Below is some material; set it all down exactly, apart from the pictures.

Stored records
⁂

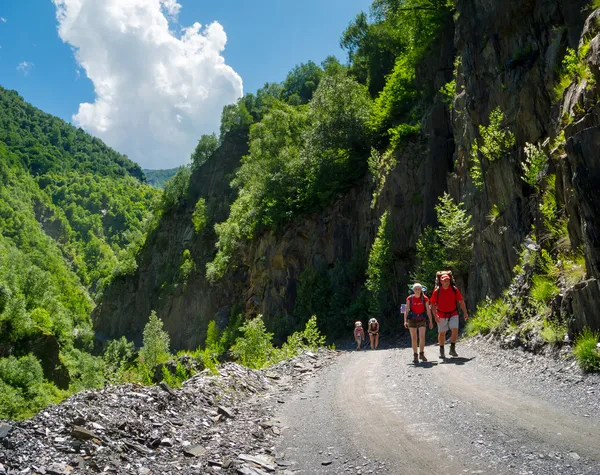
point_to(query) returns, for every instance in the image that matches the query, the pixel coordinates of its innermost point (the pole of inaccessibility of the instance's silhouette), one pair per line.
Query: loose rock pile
(214, 424)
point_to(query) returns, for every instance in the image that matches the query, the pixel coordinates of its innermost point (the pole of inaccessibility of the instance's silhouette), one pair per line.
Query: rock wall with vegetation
(340, 198)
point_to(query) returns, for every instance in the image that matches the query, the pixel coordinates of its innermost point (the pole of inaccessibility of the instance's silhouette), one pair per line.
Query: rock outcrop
(510, 53)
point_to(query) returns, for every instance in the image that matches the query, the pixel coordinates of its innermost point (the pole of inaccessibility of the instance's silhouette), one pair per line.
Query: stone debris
(213, 424)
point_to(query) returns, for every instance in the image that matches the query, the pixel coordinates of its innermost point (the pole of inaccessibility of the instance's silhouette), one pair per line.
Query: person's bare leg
(413, 339)
(422, 339)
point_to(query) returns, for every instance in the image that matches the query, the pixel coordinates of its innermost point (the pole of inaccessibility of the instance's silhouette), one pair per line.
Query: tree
(301, 82)
(155, 349)
(207, 146)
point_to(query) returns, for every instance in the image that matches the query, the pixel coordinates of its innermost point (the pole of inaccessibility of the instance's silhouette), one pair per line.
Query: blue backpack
(417, 316)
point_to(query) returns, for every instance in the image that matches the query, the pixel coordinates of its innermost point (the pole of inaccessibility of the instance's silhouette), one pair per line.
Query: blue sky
(265, 39)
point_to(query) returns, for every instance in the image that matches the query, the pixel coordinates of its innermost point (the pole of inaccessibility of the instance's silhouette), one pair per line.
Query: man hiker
(444, 304)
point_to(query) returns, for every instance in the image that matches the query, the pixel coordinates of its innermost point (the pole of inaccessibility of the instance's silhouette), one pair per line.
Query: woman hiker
(444, 302)
(415, 319)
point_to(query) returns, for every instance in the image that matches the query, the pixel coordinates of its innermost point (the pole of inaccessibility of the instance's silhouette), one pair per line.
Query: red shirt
(416, 306)
(446, 300)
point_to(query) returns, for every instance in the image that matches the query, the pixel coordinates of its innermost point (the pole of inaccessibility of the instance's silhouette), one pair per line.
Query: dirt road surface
(375, 412)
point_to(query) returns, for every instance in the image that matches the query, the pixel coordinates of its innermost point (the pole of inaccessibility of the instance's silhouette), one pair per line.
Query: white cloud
(156, 91)
(25, 67)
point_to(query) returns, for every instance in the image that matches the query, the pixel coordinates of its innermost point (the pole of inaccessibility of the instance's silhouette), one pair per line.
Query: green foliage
(401, 133)
(448, 92)
(155, 349)
(496, 140)
(476, 170)
(397, 97)
(158, 178)
(23, 390)
(85, 371)
(301, 83)
(255, 347)
(448, 246)
(200, 216)
(495, 143)
(299, 159)
(187, 265)
(118, 357)
(175, 380)
(380, 166)
(587, 352)
(534, 165)
(543, 290)
(207, 146)
(553, 332)
(488, 317)
(494, 214)
(397, 28)
(380, 268)
(176, 189)
(574, 68)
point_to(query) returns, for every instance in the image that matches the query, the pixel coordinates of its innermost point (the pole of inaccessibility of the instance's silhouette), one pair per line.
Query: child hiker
(415, 319)
(359, 334)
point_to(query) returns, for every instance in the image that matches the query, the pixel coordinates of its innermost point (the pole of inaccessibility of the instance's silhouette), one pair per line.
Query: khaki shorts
(414, 323)
(446, 324)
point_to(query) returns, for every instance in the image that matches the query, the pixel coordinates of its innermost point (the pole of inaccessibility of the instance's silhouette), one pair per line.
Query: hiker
(415, 319)
(444, 303)
(359, 334)
(374, 333)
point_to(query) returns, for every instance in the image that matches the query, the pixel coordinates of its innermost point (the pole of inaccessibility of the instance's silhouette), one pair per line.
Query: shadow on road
(458, 360)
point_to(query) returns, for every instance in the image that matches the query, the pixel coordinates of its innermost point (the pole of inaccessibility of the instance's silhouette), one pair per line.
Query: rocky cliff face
(510, 52)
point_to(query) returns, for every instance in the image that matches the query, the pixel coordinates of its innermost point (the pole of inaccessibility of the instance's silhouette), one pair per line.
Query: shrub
(534, 165)
(254, 349)
(488, 317)
(176, 189)
(496, 141)
(448, 92)
(118, 356)
(586, 350)
(207, 146)
(574, 68)
(448, 245)
(553, 332)
(200, 216)
(380, 166)
(187, 265)
(156, 343)
(543, 290)
(379, 269)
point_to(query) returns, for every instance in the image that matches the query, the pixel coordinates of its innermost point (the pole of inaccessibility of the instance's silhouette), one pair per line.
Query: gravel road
(490, 411)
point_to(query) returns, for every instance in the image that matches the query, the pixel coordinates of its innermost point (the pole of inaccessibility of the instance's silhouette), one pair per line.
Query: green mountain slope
(70, 209)
(158, 178)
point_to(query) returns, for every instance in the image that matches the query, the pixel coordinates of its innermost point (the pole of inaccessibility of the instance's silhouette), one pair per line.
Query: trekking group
(420, 311)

⁂

TASK OUTPUT ->
point_to(query) returns, for every instance in the image that matches the query, the pixel coordinates of its innermost point (the pole of inaccessibility of the instance's silhouette), one pair per line.
Query: loose rock pile
(214, 424)
point_to(query) returns, for every instance in the image that matches the query, the pixel coordinates of its innermost point (the pole of inaccessibility of the instance's silhouette), one pair per line.
Query: rock wall with vegetation
(340, 198)
point_to(query) returns, for every instance in the image that matches the query, the pixel coordinates of its innermost point (the pole of inaccessibility of the instance's silhouette), one pair per line.
Query: rock outcrop
(510, 53)
point_to(query) returns, for every instance in the image that matches the query, the pixel coordinates of its innermost point (the pole of inaccessibility of the instance's silhouette), one pair per line.
Query: stone debris
(213, 424)
point_to(query) returns, for every instance in the image that matches the query, the pixel coordinates of its innermost point (the pole of inaccessibility of the instance's silhouette), one pair per line.
Query: person's bare leg
(413, 339)
(422, 339)
point_to(query) returns, for every instance in the image that matches the query, the pixel coordinates of its innermost point (the pole of inaccessibility of the instance's silhouette), one pair per line.
Query: tree
(301, 82)
(155, 349)
(207, 146)
point_to(query) returns, for every instance in the image that matches the query, the pixel coordinates of its innermost point (the pole of inaccessibility of the instance's silhouette), one pair per line.
Query: blue backpack
(417, 316)
point_to(query) returns, for every instance in the image that matches the query, the pixel coordinates of its innermost point (the pole of inaccessibility of the instance's silhouette), one pair per line.
Query: blue sky
(265, 39)
point_to(query) returns, for every instance in the image that matches the query, the pixel coordinates of its innermost point (the pole of inaccessibility of the instance's silhouette), one pair per line.
Query: man hiker
(444, 304)
point_to(query) returns, for every instance in the image that matches the query, the pixel coordinates of its innermost point (the pole of inaccessibility of the instance's silhouette), one pair per line.
Query: woman hiker
(444, 302)
(415, 319)
point_to(query) returns, for every instance in the image that matches the query, the pixel coordinates of its innermost point (the pole of inaccessibility of the instance's silhouette), one pair per line.
Query: red shirt
(416, 306)
(446, 300)
point_to(query) returns, for every instance in the image that matches the query, the pixel coordinates of its innermost point (the pole of inaccessibility of the instance's silhouette), one pair per line.
Query: dirt road surface
(375, 412)
point_to(query) returns, for every instance in the image that matches the query, the pixel coordinates of its innermost point (the pole of inaccessibility of the instance's silhouette), one pair per line.
Query: white cloud
(156, 91)
(25, 67)
point_to(query) returns, for every instance in the image that matches the query, the pixel coordinates of its innermost point (the pole of inaccessibility of the instance's silhouette), one pair per line.
Query: green foliage
(401, 133)
(448, 92)
(155, 349)
(496, 140)
(476, 170)
(397, 97)
(158, 178)
(23, 390)
(85, 371)
(301, 83)
(255, 347)
(448, 246)
(200, 216)
(495, 143)
(299, 159)
(187, 265)
(118, 357)
(175, 380)
(380, 166)
(587, 352)
(534, 165)
(543, 290)
(207, 146)
(553, 332)
(488, 317)
(494, 214)
(397, 28)
(380, 268)
(176, 189)
(574, 68)
point_to(query) returns, for every instance in the image that matches the query, the pixel coordinates of its innermost point (the pole of inaccessibility of the instance's silhouette), one pair per line.
Query: child hiker
(415, 319)
(359, 334)
point_to(query) returns, for every instance in the image that matches the query, the pixel coordinates of its innermost point (the pole of inaccessibility of the instance's silhouette), one pair per line.
Query: khaki shorts
(414, 323)
(446, 324)
point_to(query) returns, for every instance in the image that matches the query, the pixel coordinates of its innermost point (the pole of inaccessibility of the instance's silhouette), one pair per line.
Query: hiker
(415, 319)
(444, 303)
(359, 334)
(374, 333)
point_to(query) returns, for every instance in the image that matches the query, the pixel coordinates of its innermost point (the pole of inaccessibility of the instance's silhouette), one pair per line.
Query: shadow on road
(458, 360)
point_to(query) returns, for every instance in the image that matches the query, the pixel coordinates of its innermost point (the pole of inaccessibility of the instance's silhouette), one pair per line.
Query: rocky cliff face
(510, 52)
point_to(query) returns, for every instance in the image that matches the query, the pixel coordinates of its innermost point (the pole of inaccessibility of the instance's silhouette), one pair per line.
Query: shrub
(534, 165)
(254, 349)
(488, 317)
(176, 189)
(496, 141)
(448, 92)
(118, 356)
(586, 350)
(207, 146)
(574, 68)
(448, 245)
(553, 332)
(200, 216)
(380, 166)
(187, 265)
(156, 343)
(543, 290)
(379, 269)
point_to(query) returns, for every instance in the image that matches the query, the pixel coordinates of its innermost point (the pole of inaccessibility of the instance's silhouette), one pair per line.
Query: gravel road
(490, 411)
point_to(query) returns, for every instance in the image that matches the query, the pixel coordinates of its innermost point (the pole of inaccessibility of the instance's silhouette), one pair per line.
Query: green mountain slope
(70, 209)
(158, 178)
point_to(query) returns, for every instance in the image that matches the query, the pixel coordinates of its innermost point (the pole of inaccessibility of the instance's silhouette), one pair per line.
Query: trekking group
(420, 311)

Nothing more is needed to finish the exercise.